## Referring expression data

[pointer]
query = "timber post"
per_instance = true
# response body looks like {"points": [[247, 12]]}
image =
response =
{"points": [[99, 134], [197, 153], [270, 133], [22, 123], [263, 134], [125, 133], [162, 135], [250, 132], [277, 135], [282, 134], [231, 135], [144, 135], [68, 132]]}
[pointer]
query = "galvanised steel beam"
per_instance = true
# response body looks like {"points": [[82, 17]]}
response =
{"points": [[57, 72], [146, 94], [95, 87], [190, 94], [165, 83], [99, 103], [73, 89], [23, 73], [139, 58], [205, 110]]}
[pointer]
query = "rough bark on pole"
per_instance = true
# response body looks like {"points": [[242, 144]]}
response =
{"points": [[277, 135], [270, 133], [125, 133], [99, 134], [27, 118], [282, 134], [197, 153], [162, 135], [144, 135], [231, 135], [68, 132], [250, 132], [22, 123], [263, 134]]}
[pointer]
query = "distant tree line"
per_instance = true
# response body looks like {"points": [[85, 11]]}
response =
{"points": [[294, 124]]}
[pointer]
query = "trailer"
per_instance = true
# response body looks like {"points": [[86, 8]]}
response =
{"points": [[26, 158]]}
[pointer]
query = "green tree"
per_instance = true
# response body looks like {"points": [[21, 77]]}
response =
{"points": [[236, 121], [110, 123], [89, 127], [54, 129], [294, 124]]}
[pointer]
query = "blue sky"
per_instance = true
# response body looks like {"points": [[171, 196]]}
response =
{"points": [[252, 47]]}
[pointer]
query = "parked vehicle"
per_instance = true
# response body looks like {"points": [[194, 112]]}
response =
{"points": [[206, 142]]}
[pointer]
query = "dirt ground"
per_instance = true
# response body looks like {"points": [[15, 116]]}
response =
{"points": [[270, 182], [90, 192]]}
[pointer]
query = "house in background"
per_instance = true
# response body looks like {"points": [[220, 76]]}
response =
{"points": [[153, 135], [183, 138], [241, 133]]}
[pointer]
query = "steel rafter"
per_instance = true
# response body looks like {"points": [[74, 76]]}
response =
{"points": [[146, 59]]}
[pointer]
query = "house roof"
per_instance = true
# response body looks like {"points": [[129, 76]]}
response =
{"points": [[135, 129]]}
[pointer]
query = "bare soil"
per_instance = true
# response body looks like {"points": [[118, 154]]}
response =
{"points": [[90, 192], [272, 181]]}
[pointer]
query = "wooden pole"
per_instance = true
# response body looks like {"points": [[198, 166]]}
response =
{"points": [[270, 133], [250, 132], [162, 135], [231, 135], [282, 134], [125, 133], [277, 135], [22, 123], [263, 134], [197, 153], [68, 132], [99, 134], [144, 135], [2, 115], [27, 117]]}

==

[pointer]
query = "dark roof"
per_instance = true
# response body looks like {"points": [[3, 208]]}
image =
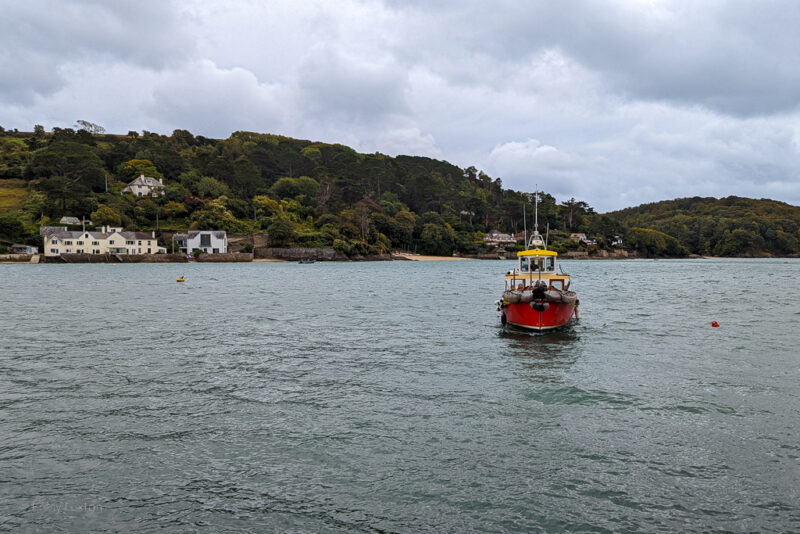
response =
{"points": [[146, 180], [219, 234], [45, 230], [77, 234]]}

==

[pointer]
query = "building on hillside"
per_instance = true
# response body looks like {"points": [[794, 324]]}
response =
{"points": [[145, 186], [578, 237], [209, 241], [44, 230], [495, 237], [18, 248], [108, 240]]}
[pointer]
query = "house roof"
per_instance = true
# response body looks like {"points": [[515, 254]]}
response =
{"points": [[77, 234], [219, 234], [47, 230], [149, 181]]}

## YOUR INSTRUCTIONS
Across the records above, show each line containing the word "tree".

## SOLVED EXERCISE
query = "distant tree line"
query = "green tree"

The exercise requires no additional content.